* YOUR GOAL: Skip every picture, and copy exactly the lines from the one containing "Each instance receives one point. Annotate the mountain ridge" to the end of the data.

* PROVIDED INFORMATION:

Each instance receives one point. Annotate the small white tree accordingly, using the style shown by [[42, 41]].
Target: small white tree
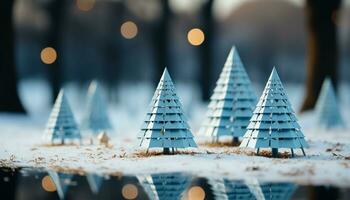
[[61, 125], [96, 116], [95, 182], [165, 125], [165, 186], [232, 102], [327, 109], [273, 124]]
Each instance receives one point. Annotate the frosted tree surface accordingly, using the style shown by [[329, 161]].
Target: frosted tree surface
[[168, 186], [61, 181], [96, 116], [61, 125], [273, 124], [327, 109], [232, 103], [165, 125]]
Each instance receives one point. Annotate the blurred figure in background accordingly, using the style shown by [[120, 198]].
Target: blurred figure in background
[[322, 53]]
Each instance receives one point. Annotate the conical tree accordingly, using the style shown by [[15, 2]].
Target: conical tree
[[96, 116], [231, 106], [95, 182], [165, 125], [273, 124], [61, 125], [327, 109]]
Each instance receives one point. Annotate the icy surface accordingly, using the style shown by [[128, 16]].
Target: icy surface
[[327, 160]]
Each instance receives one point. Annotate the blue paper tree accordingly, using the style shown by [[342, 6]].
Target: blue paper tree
[[165, 125], [61, 125], [231, 106], [327, 109], [273, 124], [96, 116]]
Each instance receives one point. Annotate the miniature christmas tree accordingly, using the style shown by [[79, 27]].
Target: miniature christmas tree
[[327, 107], [169, 186], [273, 124], [231, 106], [96, 118], [95, 182], [61, 181], [165, 125], [61, 125]]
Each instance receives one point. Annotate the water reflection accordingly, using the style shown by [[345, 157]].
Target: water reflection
[[170, 186], [28, 184]]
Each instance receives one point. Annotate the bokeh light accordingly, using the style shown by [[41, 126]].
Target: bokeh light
[[129, 30], [195, 37], [47, 184], [48, 55], [130, 191], [196, 193], [85, 5]]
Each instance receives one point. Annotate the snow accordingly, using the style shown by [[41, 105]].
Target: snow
[[327, 161]]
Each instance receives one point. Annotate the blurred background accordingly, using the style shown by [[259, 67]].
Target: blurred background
[[123, 43]]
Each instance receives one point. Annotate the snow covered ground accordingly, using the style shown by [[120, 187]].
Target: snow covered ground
[[327, 160]]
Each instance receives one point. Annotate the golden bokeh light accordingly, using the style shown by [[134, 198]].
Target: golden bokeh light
[[85, 5], [130, 191], [129, 30], [195, 37], [47, 184], [196, 193], [48, 55]]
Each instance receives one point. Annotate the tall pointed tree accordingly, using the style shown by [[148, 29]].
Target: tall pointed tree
[[232, 103], [273, 124], [165, 125], [96, 116], [61, 125], [95, 182], [327, 109]]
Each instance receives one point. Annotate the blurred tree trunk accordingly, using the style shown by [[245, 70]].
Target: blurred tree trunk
[[112, 47], [9, 99], [54, 37], [322, 47], [206, 50], [161, 39]]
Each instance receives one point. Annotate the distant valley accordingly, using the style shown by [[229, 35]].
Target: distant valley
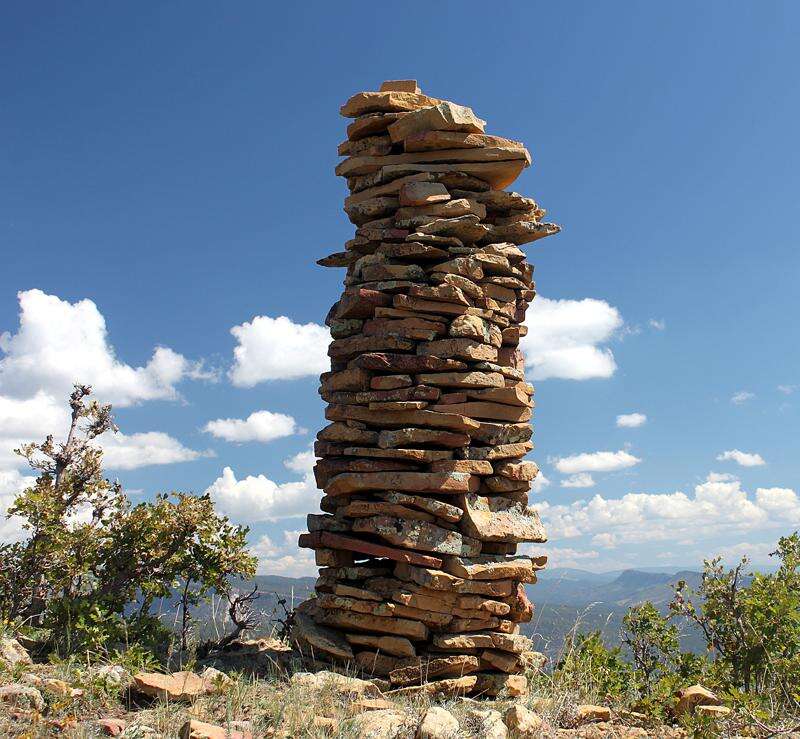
[[563, 596]]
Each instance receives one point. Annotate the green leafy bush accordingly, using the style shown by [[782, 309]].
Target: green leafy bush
[[93, 565]]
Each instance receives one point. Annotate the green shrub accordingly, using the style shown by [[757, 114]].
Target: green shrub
[[93, 565]]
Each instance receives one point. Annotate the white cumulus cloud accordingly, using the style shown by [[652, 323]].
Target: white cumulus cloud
[[745, 459], [284, 557], [579, 480], [260, 426], [717, 504], [257, 499], [59, 343], [596, 462], [631, 420], [278, 349], [565, 337], [131, 451]]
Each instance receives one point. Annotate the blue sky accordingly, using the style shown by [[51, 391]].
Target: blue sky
[[173, 164]]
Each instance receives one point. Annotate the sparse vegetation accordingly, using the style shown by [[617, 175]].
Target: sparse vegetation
[[87, 576], [80, 593]]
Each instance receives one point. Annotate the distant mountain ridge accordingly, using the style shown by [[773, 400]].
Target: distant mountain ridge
[[562, 597]]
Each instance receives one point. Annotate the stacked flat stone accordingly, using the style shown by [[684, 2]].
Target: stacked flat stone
[[422, 463]]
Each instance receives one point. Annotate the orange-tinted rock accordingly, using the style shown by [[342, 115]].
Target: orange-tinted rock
[[390, 101]]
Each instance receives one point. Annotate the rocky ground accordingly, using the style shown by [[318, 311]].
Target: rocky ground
[[80, 700]]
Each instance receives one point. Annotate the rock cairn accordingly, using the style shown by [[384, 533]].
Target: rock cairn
[[425, 485]]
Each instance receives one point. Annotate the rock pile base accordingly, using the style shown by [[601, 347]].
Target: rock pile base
[[422, 464]]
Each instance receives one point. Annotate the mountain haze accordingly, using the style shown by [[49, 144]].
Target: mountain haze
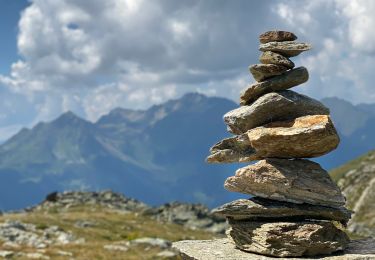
[[155, 155]]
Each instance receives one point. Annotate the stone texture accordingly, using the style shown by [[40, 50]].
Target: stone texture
[[284, 81], [283, 105], [288, 239], [297, 181], [303, 137], [277, 36], [287, 48], [257, 208], [262, 72], [269, 57], [223, 249]]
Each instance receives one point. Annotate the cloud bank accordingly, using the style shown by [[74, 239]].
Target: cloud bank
[[93, 56]]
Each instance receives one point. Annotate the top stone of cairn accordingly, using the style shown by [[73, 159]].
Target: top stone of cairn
[[277, 36]]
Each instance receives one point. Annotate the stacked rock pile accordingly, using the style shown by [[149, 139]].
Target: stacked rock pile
[[297, 208]]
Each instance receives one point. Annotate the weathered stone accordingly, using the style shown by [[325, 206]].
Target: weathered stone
[[284, 105], [288, 48], [284, 81], [258, 208], [297, 181], [303, 137], [269, 57], [223, 249], [261, 72], [277, 36], [286, 239]]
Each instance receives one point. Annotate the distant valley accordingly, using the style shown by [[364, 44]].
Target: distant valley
[[156, 155]]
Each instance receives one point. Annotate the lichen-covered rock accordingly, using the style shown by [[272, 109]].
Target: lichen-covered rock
[[303, 137], [277, 36], [258, 208], [296, 181], [223, 249], [284, 81], [287, 48], [271, 107], [270, 57], [261, 72], [287, 239]]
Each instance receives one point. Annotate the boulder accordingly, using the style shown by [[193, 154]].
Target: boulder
[[262, 72], [303, 137], [258, 208], [271, 107], [270, 57], [277, 36], [223, 249], [297, 181], [284, 81], [288, 239], [287, 48]]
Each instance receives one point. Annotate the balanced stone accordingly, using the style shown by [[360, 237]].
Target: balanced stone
[[296, 181], [224, 249], [284, 81], [288, 239], [303, 137], [269, 57], [288, 48], [261, 72], [274, 106], [277, 36], [258, 208]]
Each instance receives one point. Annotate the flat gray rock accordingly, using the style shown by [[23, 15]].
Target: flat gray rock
[[262, 72], [296, 181], [303, 137], [277, 36], [259, 208], [288, 239], [269, 57], [284, 81], [224, 249], [287, 48], [271, 107]]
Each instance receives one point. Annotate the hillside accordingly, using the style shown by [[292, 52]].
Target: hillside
[[102, 225], [155, 155], [357, 181]]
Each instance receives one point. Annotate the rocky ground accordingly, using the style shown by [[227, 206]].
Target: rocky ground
[[102, 225]]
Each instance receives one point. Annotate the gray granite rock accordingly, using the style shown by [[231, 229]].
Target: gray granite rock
[[284, 81], [224, 249], [277, 36], [303, 137], [297, 181], [287, 48], [274, 106], [258, 208], [262, 72], [269, 57], [288, 239]]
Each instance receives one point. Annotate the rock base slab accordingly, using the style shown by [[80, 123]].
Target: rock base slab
[[223, 249], [288, 239]]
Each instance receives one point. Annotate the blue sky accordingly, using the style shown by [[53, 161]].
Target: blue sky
[[90, 56]]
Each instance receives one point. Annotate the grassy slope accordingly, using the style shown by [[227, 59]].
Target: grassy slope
[[111, 226], [355, 178]]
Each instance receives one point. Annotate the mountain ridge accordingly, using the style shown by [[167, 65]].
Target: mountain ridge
[[155, 155]]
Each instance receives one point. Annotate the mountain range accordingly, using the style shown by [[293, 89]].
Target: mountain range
[[155, 155]]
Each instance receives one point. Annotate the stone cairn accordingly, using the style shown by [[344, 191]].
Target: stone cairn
[[296, 209]]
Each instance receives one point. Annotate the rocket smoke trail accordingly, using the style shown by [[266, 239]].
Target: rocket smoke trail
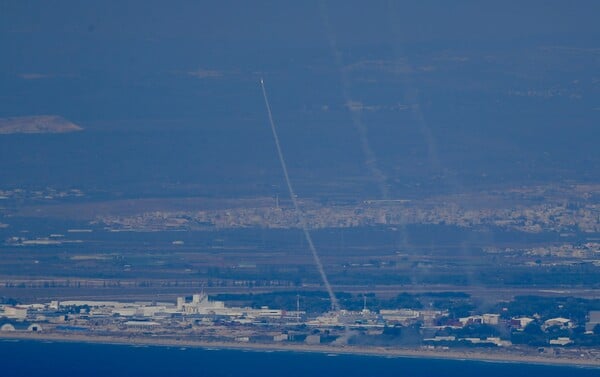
[[317, 259]]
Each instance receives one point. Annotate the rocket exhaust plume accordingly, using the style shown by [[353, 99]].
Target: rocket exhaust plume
[[313, 250]]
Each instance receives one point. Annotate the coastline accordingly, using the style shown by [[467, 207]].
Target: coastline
[[467, 355]]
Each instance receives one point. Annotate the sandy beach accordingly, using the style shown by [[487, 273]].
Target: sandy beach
[[474, 355]]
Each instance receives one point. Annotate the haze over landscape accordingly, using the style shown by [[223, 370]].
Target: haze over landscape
[[443, 156]]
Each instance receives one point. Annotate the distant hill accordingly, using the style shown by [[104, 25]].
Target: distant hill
[[39, 124]]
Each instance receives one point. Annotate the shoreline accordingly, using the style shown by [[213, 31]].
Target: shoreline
[[459, 355]]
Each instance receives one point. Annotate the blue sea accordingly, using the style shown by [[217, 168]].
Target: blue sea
[[30, 358]]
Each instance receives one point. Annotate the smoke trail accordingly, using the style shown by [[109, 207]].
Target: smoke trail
[[370, 159], [313, 250]]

* COMPLETE RESPONSE:
Each instance receives one point. Annotate the mountain ridge accordingly, using the style shown by [[167, 65]].
Target: mountain ridge
[[155, 155]]
Each instance receives one point. Annotate the mountain range accordingly, using the style shown by [[293, 89]].
Target: mountain range
[[155, 155]]
Each instance receives one point. Annotate the stone cairn accordingly, using the style shown by [[344, 191]].
Target: stone cairn
[[296, 209]]
Each instance receives one point. Annotate the rocket smoke trail accordingly, using the style shown by [[266, 239]].
Target: rocket smoke trail
[[317, 259]]
Each instance receives one point. Annotate the rocket exhaust plume accordingly, using the style shown by [[353, 99]].
Target: rocket exhaust plume
[[313, 250]]
Each instance receives one point. Annotate the coastline accordingly, using the style shown by [[467, 207]].
Target: coastline
[[467, 355]]
Each instance receives one point. Annotate the sandy beach accordingly, using the style shown by [[487, 273]].
Target: sandy beach
[[474, 355]]
Each instance receives one point. Annotate the haze over landscape accordingly, using the style shown by [[223, 370]].
Target: haze over landscape
[[443, 156]]
Each instance receives one point. Annotate the distant hill accordingly, using the style shown by [[104, 25]].
Target: distant hill
[[39, 124]]
Each instance receives one point. Annotate the shoreline accordingly, using the style shown by [[213, 31]].
Target: shoreline
[[459, 355]]
Each instance receives one point. Annotate the blue sea accordingly, using the style shown by [[217, 168]].
Target: blue sea
[[30, 358]]
Each instance receives one point. Annotate the smoke trail accordingly, using the style shown by [[109, 207]].
Target: smoke trail
[[370, 159], [313, 250]]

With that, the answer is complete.